• **Work required**
All of the data needs to be repeated exactly.

• **Provided material**
## BEGIN

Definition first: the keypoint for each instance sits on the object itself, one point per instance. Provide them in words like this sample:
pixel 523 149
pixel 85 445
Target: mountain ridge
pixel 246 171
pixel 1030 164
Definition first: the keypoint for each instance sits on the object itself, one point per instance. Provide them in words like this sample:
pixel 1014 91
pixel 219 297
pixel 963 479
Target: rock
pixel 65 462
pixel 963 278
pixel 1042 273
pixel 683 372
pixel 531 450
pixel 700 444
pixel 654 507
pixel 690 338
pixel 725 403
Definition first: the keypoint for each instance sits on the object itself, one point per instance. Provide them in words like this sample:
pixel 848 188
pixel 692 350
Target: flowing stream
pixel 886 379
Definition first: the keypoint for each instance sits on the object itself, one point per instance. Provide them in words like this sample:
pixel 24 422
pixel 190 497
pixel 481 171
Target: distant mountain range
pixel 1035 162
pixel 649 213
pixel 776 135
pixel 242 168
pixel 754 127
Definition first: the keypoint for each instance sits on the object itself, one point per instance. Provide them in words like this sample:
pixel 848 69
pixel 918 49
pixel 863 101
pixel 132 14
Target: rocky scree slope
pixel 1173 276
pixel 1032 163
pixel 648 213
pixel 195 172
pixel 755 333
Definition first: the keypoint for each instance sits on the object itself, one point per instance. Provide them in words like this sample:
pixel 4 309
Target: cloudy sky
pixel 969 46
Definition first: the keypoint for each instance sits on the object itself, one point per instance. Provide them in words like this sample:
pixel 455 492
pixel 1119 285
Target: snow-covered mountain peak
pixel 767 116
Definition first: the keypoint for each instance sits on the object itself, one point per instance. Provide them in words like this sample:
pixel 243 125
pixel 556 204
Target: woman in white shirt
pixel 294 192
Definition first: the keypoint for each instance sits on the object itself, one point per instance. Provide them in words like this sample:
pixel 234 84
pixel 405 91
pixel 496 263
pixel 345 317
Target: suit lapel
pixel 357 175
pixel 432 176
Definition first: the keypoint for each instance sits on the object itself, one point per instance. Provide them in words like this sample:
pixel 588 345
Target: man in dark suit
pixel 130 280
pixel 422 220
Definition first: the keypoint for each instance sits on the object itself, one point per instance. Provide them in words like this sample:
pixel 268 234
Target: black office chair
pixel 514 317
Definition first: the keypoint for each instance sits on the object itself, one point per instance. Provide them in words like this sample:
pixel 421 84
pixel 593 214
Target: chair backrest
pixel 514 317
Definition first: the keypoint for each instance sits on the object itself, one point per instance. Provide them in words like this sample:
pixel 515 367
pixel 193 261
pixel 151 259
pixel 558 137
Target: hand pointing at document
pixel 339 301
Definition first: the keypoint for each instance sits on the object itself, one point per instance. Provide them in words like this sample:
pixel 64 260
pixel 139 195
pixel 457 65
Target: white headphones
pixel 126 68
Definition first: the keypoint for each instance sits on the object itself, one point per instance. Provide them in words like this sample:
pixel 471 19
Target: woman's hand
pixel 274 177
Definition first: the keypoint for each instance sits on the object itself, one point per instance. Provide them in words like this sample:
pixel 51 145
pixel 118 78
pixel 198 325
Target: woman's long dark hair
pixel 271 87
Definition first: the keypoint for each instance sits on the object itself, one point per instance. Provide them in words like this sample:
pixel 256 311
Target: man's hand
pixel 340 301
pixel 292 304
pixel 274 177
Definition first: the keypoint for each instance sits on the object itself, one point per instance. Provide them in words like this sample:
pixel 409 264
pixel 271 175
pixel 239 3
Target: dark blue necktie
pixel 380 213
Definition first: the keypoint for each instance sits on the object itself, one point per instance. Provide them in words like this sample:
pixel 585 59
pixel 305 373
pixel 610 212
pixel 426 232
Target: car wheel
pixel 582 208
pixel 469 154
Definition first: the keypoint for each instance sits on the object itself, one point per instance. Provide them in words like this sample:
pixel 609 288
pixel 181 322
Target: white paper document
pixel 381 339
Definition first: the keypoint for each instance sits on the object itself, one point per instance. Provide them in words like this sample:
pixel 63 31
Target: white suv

## END

• **Finished task**
Definition first: the keypoint for each instance sits on the object itself, one point per instance. Provide them in words like this sample:
pixel 523 149
pixel 85 445
Target: mountain ridge
pixel 246 171
pixel 1030 164
Definition first: the keypoint for each instance sits on the object itself, one point per instance. Provide them in words like this sample:
pixel 1014 91
pixel 219 297
pixel 963 479
Target: rock
pixel 65 462
pixel 963 278
pixel 1042 273
pixel 683 372
pixel 531 450
pixel 700 444
pixel 654 507
pixel 690 338
pixel 725 403
Definition first: the keypoint for each instance sits on the object itself, one point per instance. Provide them in words like this sample:
pixel 848 188
pixel 692 350
Target: flowing stream
pixel 886 379
Definition first: the keypoint for each instance sits on the object itself, one point per instance. Provide them in words like this sample:
pixel 24 422
pixel 190 497
pixel 481 171
Target: distant mountain range
pixel 1035 162
pixel 649 213
pixel 776 135
pixel 242 168
pixel 754 127
Definition first: the keypoint for each instance sits on the object itself, one point per instance. Provide them in words like this sample:
pixel 848 69
pixel 918 49
pixel 863 101
pixel 132 14
Target: rocky scree slope
pixel 1173 276
pixel 1032 163
pixel 648 213
pixel 195 172
pixel 755 333
Definition first: the keypoint for each instance sits on the object itself, one point per instance. Provide them in words like this sample:
pixel 4 309
Target: cloudy sky
pixel 969 46
Definition first: the keypoint for each instance sits on the object itself, one point per instance. Provide them in words like this sample:
pixel 455 492
pixel 1119 285
Target: snow-covered mountain peak
pixel 767 116
Definition first: the keypoint for each instance sits on the object itself, one point per instance. Provide them in words like this sample:
pixel 243 125
pixel 556 204
Target: woman in white shirt
pixel 294 192
Definition first: the keypoint for each instance sits on the object itself, one point per instance. Provide them in words like this sample:
pixel 234 84
pixel 405 91
pixel 496 263
pixel 345 317
Target: suit lapel
pixel 357 175
pixel 432 176
Definition first: the keypoint for each instance sits on the object itself, one point per instance. Provide them in words like this sample:
pixel 588 345
Target: man in dark suit
pixel 130 280
pixel 422 220
Definition first: the keypoint for each instance sits on the object itself, one point per instance. Provide them in words like this sample:
pixel 268 234
Target: black office chair
pixel 514 317
Definition first: the keypoint for each instance sits on the object itself, one point per instance. Provide them in words like this sample:
pixel 421 84
pixel 593 214
Target: chair backrest
pixel 514 317
Definition first: the keypoint for each instance sits on the object itself, one point per instance. Provide them in words like this sample:
pixel 515 367
pixel 193 261
pixel 151 259
pixel 558 137
Target: hand pointing at document
pixel 339 301
Definition first: the keypoint for each instance sits on the object itself, one point per instance. Provide them in words like this sample:
pixel 64 260
pixel 139 195
pixel 457 65
Target: white headphones
pixel 126 68
Definition first: the keypoint for each instance sits on the object itself, one point per instance. Provide them in words like this sample:
pixel 471 19
Target: woman's hand
pixel 274 177
Definition first: the keypoint for each instance sits on the object itself, one point per instance. Provide them in words like this sample:
pixel 51 145
pixel 118 78
pixel 198 325
Target: woman's long dark hair
pixel 271 87
Definition first: the keypoint for each instance sits on the object itself, one point per instance. Provide them in words like this sample:
pixel 256 311
Target: man's hand
pixel 340 301
pixel 292 304
pixel 274 177
Definition first: the keypoint for each instance sits on the object itself, one point per instance. Provide them in words like this sample:
pixel 409 264
pixel 271 175
pixel 239 3
Target: dark blue necktie
pixel 380 213
Definition first: the keypoint for each instance sits on the object itself, one point per instance. Provide them in words like this sample:
pixel 585 59
pixel 305 373
pixel 610 212
pixel 426 232
Target: car wheel
pixel 582 208
pixel 469 154
Definition first: the keypoint for each instance sits on the object itself, one point per instance. Provide them in words like this sample:
pixel 609 288
pixel 181 322
Target: white paper document
pixel 381 339
Definition first: the keypoint for each instance sits on the object itself, one point per instance. Provide them in words like this sample:
pixel 63 31
Target: white suv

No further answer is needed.